- [THE REQUEST]
Count the lines in the items below that contain the string "green", treating uppercase and lowercase letters as distinct. Give only the number.

++++++++

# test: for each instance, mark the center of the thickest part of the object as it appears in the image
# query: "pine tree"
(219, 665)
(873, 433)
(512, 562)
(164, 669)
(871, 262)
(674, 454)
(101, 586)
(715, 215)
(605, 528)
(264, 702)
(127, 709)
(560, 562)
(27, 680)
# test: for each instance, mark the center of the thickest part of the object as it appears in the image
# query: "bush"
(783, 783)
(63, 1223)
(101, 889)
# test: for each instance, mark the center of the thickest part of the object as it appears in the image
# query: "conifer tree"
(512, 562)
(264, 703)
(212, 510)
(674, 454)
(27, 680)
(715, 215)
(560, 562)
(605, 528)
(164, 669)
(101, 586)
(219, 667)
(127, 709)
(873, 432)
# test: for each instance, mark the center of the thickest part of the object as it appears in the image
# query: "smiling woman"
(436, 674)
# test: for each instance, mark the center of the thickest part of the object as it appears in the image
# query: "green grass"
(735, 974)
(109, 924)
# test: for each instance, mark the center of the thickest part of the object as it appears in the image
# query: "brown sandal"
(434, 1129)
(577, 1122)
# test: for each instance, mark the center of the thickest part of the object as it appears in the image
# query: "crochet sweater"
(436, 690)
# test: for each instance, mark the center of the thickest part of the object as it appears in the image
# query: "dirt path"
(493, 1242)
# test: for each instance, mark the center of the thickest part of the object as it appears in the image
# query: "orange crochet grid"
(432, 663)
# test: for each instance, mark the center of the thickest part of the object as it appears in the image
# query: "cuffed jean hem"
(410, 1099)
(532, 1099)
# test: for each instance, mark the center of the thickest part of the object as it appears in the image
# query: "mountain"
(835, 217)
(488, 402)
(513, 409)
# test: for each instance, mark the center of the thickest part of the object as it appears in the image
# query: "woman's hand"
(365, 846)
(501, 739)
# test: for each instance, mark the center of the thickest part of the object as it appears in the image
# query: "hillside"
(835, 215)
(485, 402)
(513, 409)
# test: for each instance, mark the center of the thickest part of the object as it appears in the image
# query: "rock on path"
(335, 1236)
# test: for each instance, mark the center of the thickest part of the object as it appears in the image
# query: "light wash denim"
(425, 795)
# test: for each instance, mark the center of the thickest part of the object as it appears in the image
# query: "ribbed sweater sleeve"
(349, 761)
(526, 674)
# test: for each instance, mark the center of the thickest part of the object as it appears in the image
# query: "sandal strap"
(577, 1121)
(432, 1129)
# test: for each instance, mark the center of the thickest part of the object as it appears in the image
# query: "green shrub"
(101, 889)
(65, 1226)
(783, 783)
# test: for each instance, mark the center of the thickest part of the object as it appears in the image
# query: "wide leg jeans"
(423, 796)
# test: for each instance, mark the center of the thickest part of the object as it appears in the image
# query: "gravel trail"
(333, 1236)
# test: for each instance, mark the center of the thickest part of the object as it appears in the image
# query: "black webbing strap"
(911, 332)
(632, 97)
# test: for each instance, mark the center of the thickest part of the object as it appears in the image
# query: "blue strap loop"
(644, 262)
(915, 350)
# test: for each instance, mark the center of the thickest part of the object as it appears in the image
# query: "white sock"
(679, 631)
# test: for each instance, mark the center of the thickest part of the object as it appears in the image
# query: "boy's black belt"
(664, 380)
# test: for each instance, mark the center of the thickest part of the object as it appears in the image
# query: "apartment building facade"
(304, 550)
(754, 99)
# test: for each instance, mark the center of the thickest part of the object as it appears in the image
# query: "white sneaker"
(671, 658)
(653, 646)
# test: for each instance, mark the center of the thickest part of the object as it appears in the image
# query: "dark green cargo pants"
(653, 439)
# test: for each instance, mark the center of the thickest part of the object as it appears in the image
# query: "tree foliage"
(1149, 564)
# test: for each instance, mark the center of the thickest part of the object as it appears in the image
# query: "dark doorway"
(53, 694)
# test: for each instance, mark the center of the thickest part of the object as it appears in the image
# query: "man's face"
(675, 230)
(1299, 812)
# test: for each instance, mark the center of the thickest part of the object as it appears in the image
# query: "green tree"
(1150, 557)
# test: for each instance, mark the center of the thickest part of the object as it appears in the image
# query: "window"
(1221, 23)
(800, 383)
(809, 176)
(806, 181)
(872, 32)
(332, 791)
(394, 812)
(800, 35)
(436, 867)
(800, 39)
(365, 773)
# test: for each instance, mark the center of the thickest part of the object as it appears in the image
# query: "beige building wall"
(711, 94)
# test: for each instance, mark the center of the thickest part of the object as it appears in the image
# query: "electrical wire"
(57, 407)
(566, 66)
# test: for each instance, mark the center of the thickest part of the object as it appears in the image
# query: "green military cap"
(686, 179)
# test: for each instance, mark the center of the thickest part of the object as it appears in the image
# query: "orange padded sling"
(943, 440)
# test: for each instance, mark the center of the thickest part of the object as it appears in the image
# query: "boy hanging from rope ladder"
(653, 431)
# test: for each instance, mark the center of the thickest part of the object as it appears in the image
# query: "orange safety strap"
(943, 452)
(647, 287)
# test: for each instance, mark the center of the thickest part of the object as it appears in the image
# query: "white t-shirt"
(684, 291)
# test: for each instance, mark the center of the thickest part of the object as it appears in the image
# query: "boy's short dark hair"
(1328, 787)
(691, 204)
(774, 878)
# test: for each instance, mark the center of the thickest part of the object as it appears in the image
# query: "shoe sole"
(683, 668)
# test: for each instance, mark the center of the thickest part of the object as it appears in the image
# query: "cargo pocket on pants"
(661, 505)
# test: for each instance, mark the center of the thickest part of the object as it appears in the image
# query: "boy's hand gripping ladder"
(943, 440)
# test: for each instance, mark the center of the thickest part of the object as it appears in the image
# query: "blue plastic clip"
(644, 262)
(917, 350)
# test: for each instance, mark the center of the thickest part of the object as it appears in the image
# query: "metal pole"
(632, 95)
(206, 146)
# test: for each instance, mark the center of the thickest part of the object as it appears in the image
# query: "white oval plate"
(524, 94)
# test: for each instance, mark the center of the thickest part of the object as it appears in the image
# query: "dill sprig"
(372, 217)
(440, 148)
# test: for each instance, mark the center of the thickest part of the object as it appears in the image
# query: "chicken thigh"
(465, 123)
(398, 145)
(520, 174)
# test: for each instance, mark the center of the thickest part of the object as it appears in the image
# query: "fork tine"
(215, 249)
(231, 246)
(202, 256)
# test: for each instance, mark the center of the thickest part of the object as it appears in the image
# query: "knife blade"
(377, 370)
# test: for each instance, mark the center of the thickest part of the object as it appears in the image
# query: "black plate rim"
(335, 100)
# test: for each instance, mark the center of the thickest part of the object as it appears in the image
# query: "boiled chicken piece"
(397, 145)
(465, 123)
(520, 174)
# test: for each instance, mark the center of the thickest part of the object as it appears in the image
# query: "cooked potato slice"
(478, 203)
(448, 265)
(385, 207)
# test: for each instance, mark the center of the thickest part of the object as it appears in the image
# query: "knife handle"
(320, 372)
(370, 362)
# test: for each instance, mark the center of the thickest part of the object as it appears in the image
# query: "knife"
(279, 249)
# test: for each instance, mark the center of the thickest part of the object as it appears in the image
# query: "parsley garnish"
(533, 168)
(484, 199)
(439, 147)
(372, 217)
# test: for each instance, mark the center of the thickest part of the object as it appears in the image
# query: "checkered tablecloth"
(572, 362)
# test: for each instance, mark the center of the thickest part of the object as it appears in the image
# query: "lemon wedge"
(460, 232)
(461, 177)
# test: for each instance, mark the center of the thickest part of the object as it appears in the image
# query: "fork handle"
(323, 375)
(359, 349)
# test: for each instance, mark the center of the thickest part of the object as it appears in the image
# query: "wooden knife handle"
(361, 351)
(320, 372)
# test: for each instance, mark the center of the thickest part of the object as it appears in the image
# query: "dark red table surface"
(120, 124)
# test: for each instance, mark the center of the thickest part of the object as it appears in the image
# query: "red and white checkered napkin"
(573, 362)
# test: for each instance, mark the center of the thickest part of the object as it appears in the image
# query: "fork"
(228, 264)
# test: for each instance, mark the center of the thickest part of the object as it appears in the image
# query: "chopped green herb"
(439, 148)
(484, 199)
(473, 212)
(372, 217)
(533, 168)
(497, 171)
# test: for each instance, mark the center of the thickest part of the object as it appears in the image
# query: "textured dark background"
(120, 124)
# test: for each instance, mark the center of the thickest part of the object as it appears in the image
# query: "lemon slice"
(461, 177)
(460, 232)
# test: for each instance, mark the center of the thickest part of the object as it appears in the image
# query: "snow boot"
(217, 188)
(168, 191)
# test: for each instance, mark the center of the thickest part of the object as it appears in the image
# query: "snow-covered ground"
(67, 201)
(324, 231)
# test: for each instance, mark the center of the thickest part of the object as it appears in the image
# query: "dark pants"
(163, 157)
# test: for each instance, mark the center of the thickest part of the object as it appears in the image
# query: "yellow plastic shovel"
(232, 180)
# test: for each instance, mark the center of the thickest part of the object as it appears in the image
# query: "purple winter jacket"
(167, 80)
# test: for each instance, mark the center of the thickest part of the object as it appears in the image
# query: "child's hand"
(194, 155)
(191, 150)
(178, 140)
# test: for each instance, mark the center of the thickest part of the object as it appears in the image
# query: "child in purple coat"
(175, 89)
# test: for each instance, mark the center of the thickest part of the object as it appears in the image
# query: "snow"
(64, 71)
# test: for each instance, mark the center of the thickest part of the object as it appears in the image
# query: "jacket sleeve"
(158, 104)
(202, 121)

++++++++

- [TASK SOLUTION]
6